▶ [Activity] Set down the data that follows, exactly and completely.

▶ [Source records]
- Opening Delimiter -
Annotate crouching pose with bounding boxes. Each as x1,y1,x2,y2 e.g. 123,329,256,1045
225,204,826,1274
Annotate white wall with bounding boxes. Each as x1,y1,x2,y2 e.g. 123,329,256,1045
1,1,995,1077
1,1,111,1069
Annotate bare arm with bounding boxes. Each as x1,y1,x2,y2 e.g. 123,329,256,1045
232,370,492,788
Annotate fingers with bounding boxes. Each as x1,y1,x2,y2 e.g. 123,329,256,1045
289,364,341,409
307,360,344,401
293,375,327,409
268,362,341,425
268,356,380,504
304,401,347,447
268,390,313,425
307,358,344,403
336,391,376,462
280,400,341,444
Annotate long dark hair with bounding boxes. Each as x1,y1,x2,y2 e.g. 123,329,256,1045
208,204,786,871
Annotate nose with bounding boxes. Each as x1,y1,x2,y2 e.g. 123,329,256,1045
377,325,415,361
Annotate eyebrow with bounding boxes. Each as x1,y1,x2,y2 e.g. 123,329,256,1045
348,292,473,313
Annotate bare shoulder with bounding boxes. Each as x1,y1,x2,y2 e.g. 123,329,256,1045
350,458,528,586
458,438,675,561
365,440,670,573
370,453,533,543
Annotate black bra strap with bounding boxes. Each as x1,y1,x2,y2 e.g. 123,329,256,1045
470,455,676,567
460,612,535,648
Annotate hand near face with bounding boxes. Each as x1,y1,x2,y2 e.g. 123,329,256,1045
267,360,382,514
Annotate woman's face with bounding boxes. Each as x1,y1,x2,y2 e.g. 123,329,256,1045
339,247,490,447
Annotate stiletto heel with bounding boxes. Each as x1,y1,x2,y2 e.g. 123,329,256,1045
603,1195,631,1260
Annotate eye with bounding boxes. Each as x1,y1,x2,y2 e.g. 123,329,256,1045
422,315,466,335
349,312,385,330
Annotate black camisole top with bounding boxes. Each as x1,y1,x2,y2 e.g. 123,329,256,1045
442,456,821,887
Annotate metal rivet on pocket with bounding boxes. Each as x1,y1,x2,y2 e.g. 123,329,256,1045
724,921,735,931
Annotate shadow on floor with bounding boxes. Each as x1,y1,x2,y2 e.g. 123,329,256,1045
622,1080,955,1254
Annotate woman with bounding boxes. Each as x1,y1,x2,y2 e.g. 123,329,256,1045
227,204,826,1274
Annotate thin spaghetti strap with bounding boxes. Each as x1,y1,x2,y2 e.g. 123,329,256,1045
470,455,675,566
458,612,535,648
- Closing Delimiter -
▶ [Solution below]
Annotate crouching pose with bounding boxes. Each as x1,y1,x2,y2 e.g. 123,329,256,1045
225,204,826,1274
Annotate white wall with bounding boxes. Each as x1,y1,x2,y2 e.g. 123,329,256,1045
1,1,995,1077
1,1,111,1069
Annotate bare arm with bounding boxes. Each as x1,y1,x2,y2 e.g. 123,329,256,1045
232,370,492,788
Annotate fingers with bounding boxes. Each as x1,y1,x2,y2 e.g. 123,329,256,1045
289,364,341,409
307,360,344,401
293,375,327,409
268,362,341,425
268,356,380,504
304,401,347,447
268,390,313,425
307,358,344,403
336,391,376,462
280,400,341,444
Annotate long dark hair with bounding boxes. Each as x1,y1,x2,y2 e.g. 123,329,256,1045
208,204,786,871
Annotate nose with bounding boxes. Each as x1,y1,x2,y2 e.g. 123,329,256,1045
377,325,415,361
Annotate eyebrow with bounding boxes. Each as x1,y1,x2,y2 e.g. 123,329,256,1045
348,292,473,313
Annotate bare shoulder with bounding boxes. Each as x1,y1,x2,y2 e.g. 123,329,256,1045
350,458,528,586
458,438,675,561
365,440,670,573
370,453,533,543
Annotate black bra strap with bounding boxes. Each as x1,y1,x2,y2 e.g. 123,329,256,1045
470,455,676,567
460,612,535,648
Annotate hand near face with bounding boxes. Each as x1,y1,x2,y2 e.g. 123,329,256,1045
267,360,382,514
Annotate woman's face with bounding boxes. Each as x1,y1,x2,y2 e.g. 123,329,256,1045
339,247,490,447
Annotate stiletto heel with bounding boxes. Each as x1,y1,x2,y2 e.g. 123,329,256,1045
603,1195,631,1260
Annotate eye with bounding boxes. Each as x1,y1,x2,y2 e.g. 123,329,256,1045
422,315,466,335
349,312,385,330
Annotate black camisole top with bounding boxes. Each as x1,y1,x2,y2 e.g. 123,329,256,1045
442,456,821,887
Annotate metal rivet on pocket with bounding boxes. Each as x1,y1,x2,y2 e.g. 123,329,256,1045
724,921,735,931
Annotate shadow on floor with bounding boxes. Each as x1,y1,x2,y2 e.g. 123,329,256,1045
622,1080,955,1254
Annotate woman with bounding boxes. Each as x1,y1,x2,y2 e.g. 123,329,256,1045
227,204,826,1274
Annotate thin spaghetti strap with bounding boxes. Each as x1,y1,x2,y2 e.g. 123,329,256,1045
470,455,675,566
458,612,535,648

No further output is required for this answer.